### TASK INSTRUCTIONS
Convert the part of the items that opens with the line containing "Point out kitchen sink basin in this frame." and runs through the end of the items into a JSON list of strings, one string per line, leaving out blank lines.

◆ ◆ ◆ ◆ ◆

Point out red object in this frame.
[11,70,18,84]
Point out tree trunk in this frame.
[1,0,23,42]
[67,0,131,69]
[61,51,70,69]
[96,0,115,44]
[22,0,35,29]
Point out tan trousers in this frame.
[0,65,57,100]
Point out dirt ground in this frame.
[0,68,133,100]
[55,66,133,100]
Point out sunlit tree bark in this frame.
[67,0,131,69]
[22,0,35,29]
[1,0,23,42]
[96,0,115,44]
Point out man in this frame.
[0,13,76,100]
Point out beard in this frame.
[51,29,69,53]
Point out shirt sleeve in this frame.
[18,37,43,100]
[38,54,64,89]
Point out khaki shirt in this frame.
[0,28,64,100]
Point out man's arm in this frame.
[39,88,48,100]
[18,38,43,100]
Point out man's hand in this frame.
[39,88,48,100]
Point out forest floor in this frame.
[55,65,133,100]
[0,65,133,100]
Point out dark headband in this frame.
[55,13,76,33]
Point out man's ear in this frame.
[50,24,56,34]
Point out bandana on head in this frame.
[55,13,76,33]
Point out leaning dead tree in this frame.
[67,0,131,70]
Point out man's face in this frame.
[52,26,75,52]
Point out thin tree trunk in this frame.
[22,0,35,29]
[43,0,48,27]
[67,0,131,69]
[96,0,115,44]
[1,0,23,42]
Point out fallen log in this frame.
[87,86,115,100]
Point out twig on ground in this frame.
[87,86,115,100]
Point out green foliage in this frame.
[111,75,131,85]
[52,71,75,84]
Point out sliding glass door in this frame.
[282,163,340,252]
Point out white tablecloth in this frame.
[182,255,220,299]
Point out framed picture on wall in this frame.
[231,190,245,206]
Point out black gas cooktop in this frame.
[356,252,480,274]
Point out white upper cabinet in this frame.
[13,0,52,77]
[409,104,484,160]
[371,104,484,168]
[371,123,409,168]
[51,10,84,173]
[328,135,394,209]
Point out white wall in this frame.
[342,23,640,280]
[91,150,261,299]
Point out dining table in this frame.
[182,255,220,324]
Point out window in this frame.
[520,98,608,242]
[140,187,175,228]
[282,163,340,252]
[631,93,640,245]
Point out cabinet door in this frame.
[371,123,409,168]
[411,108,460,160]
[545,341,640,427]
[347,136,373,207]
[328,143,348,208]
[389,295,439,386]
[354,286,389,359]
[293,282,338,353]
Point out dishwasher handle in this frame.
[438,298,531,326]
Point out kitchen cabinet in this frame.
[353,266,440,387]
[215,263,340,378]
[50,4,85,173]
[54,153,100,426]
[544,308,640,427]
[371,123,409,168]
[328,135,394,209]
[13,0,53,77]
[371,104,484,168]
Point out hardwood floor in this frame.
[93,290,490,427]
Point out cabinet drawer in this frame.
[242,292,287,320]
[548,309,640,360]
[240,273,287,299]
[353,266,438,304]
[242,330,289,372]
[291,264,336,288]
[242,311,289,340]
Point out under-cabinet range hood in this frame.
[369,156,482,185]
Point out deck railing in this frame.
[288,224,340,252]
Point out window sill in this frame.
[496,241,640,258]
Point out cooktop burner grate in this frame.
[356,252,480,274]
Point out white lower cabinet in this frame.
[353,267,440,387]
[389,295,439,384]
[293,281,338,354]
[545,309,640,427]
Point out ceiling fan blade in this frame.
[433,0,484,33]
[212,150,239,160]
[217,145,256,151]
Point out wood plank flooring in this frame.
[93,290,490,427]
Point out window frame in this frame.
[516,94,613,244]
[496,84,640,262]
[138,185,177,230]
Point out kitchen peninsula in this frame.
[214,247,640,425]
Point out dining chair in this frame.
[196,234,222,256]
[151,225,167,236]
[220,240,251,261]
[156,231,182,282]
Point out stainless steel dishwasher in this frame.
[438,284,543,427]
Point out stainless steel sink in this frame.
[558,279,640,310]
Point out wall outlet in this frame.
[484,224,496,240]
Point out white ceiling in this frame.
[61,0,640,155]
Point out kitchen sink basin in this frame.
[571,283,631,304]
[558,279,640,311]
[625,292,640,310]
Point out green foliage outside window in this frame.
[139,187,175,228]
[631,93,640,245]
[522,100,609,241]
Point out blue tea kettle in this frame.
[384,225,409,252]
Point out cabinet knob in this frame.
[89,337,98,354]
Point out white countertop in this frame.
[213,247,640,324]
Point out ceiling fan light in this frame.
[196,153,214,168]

◆ ◆ ◆ ◆ ◆

### EXPECTED ANSWER
[
  "Point out kitchen sink basin in this frame.",
  "[571,283,631,304]",
  "[558,279,640,311]",
  "[625,292,640,310]",
  "Point out green foliage outside window in this frame.",
  "[139,187,175,228]",
  "[631,93,640,245]",
  "[522,100,609,241]",
  "Point out blue tea kettle in this frame.",
  "[384,225,409,252]",
  "Point out cabinet knob in this frame.",
  "[89,337,98,354]",
  "Point out white countertop in this frame.",
  "[213,247,640,324]",
  "Point out ceiling fan light in this frame.",
  "[196,153,214,168]"
]